PROVIDED DATA:
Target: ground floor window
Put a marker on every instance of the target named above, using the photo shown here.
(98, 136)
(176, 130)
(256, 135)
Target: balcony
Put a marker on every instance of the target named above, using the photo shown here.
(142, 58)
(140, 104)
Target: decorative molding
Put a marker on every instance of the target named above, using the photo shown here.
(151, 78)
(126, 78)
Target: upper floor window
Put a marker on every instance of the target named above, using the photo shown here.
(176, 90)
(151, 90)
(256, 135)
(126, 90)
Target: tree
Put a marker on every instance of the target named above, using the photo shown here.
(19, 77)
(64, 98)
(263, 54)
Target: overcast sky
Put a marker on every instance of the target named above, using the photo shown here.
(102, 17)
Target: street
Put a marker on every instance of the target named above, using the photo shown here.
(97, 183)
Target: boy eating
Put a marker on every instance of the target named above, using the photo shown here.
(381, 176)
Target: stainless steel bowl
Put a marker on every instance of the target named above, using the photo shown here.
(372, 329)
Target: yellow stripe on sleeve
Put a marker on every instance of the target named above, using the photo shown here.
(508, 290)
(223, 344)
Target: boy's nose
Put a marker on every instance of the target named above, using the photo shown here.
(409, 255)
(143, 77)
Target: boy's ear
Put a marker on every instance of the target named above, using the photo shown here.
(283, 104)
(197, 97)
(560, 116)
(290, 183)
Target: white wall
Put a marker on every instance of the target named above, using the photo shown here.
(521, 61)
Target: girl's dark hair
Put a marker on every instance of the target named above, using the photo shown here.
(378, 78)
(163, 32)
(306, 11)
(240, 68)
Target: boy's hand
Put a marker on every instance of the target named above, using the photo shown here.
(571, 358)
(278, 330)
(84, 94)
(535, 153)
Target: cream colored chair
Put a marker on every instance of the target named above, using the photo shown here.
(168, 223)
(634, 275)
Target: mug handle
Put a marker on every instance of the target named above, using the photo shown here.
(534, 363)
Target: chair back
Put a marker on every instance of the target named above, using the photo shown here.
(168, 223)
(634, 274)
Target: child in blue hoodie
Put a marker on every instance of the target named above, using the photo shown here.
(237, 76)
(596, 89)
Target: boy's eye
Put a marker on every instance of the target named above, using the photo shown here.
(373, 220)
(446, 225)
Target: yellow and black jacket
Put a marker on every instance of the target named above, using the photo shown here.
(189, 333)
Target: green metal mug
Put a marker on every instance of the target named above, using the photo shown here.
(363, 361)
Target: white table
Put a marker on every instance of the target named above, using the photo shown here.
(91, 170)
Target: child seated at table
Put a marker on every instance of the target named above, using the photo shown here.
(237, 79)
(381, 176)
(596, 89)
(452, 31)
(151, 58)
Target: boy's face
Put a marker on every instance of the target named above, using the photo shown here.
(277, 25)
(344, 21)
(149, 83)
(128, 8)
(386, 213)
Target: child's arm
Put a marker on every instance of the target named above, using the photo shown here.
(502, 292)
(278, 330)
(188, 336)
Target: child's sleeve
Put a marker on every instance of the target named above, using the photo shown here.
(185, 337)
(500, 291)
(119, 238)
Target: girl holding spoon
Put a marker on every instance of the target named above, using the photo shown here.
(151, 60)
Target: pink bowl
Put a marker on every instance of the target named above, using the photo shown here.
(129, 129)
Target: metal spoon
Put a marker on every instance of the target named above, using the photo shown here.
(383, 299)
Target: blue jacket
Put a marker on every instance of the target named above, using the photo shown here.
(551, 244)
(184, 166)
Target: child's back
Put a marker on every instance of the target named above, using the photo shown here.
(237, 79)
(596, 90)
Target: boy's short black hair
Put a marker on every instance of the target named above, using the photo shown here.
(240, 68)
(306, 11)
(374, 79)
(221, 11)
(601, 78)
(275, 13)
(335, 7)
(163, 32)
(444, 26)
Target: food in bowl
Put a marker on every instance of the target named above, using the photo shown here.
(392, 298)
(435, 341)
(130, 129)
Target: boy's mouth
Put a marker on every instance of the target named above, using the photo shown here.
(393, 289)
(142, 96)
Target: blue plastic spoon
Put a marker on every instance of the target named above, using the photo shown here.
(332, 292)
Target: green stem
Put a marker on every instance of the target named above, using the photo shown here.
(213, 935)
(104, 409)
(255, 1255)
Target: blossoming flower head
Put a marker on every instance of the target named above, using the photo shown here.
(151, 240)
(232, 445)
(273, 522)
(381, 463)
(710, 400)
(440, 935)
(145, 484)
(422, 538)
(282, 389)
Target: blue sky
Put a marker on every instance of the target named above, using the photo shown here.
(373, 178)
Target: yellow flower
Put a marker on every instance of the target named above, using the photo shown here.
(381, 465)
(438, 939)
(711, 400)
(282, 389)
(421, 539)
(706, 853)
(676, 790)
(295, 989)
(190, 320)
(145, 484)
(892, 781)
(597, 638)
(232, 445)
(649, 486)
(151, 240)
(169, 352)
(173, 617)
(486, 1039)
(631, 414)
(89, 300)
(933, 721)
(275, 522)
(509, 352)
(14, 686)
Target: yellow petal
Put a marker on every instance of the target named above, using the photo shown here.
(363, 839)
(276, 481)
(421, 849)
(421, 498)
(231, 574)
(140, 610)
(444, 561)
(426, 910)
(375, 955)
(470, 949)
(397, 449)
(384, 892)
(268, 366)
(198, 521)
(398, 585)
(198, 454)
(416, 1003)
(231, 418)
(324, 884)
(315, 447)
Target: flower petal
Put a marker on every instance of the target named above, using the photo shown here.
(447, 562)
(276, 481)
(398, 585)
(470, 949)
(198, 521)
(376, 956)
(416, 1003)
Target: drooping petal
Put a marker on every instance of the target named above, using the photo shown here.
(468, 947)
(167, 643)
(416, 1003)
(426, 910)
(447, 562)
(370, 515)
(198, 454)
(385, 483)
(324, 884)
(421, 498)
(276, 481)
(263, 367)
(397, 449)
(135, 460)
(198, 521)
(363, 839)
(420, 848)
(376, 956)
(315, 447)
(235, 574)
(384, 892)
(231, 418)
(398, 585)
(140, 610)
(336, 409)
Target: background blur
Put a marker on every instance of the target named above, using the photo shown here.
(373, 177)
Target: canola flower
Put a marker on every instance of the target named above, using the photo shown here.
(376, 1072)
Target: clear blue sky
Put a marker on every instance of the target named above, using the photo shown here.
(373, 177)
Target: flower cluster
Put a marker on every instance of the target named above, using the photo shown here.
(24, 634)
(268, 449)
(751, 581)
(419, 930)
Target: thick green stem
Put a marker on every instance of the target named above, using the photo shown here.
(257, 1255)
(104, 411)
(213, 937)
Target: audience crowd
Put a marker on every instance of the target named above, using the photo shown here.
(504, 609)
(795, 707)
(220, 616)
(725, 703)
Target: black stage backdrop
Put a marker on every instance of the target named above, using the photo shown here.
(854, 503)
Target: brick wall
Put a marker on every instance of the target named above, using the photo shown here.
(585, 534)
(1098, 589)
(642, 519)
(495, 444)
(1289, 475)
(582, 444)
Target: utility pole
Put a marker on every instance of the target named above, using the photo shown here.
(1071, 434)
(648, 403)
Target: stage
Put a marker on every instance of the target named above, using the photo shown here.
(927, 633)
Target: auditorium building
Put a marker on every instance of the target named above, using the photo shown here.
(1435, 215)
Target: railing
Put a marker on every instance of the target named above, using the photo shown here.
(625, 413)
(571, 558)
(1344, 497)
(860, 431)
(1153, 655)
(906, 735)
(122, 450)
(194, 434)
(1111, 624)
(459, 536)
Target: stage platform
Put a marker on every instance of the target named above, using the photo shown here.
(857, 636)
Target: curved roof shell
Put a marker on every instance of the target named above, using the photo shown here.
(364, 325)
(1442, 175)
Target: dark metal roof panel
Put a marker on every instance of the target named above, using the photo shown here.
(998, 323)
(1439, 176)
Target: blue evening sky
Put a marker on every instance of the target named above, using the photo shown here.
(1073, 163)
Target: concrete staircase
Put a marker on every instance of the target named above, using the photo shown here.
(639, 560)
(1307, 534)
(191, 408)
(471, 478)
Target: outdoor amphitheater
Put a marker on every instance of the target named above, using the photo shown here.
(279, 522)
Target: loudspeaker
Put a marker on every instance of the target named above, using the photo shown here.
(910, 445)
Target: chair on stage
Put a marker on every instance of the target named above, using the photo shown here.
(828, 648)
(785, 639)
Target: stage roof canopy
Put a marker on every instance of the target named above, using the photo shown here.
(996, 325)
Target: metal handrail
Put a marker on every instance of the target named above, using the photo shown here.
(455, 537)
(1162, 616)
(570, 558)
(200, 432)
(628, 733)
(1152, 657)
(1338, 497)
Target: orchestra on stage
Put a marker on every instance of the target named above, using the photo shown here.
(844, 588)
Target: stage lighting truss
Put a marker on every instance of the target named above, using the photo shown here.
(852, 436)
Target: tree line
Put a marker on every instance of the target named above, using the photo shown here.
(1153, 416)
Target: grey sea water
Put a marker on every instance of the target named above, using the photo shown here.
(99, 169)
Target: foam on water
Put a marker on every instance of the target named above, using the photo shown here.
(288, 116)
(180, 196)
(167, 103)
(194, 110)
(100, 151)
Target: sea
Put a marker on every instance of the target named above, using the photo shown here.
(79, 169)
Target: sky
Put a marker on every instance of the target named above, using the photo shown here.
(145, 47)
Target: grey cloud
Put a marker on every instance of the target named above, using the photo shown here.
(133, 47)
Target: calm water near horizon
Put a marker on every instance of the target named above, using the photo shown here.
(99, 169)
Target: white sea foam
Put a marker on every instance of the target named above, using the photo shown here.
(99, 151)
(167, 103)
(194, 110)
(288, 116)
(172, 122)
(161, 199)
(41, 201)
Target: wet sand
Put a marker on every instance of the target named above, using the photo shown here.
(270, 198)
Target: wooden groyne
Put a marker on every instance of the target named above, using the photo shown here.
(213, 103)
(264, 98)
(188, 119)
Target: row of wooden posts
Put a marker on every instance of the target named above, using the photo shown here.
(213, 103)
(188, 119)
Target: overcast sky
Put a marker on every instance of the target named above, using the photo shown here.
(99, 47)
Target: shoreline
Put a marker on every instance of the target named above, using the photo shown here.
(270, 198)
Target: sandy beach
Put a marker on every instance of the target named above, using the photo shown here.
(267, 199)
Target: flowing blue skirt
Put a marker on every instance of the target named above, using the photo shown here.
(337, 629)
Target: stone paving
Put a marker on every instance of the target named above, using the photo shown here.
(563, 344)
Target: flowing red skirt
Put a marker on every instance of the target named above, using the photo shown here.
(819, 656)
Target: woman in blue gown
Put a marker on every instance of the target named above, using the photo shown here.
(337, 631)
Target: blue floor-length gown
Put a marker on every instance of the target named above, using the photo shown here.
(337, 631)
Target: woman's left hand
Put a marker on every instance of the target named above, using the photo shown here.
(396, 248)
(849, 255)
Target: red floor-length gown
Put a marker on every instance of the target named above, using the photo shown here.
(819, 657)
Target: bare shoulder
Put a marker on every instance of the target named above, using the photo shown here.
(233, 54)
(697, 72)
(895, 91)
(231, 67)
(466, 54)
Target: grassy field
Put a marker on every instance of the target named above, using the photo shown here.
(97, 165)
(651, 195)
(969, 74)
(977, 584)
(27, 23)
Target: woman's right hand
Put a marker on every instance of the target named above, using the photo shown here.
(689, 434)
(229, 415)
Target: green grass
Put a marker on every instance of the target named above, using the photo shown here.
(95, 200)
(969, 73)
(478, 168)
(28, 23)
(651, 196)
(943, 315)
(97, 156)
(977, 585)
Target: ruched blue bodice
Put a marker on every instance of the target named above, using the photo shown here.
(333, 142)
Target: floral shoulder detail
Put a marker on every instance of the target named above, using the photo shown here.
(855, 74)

TASK:
Pull out the lines of the material above from the one holding "Target: canola flower" through the one holding "(1435, 215)", both included, and reproduce them without any change.

ANSWER FOR THIS EXERCISE:
Target: canola flower
Put a marker on every instance of the target named above, using the photo shown here.
(376, 1072)
Target: clear blue sky
Put a marker on every instance of the target named above, using the photo shown here.
(373, 177)
Target: flower cluster
Put a marker on every instance of the target named above, using the photo shown here.
(24, 634)
(268, 449)
(751, 581)
(419, 930)
Target: thick green stem
Put a marker on every instance of the target named above, using the photo shown here.
(257, 1255)
(104, 411)
(213, 937)
Target: audience crowd
Put a marker on every instance of the target named above, using the photo shown here.
(504, 609)
(795, 707)
(220, 616)
(725, 703)
Target: black stage backdrop
Put a marker on every instance of the target named above, using the photo shown here.
(854, 503)
Target: brick wall
Put a marker on every instance of the target named above, using the photo shown here.
(585, 534)
(1098, 589)
(642, 519)
(495, 444)
(1289, 475)
(582, 444)
Target: utility pole
Put a marker on every instance of the target named above, using the photo shown here.
(1071, 434)
(648, 403)
Target: stage
Put a marker on every instance of the target named above, using the photo shown here.
(927, 633)
Target: auditorium building
Put a marker on every instance of the target named above, using the photo shown here.
(1435, 215)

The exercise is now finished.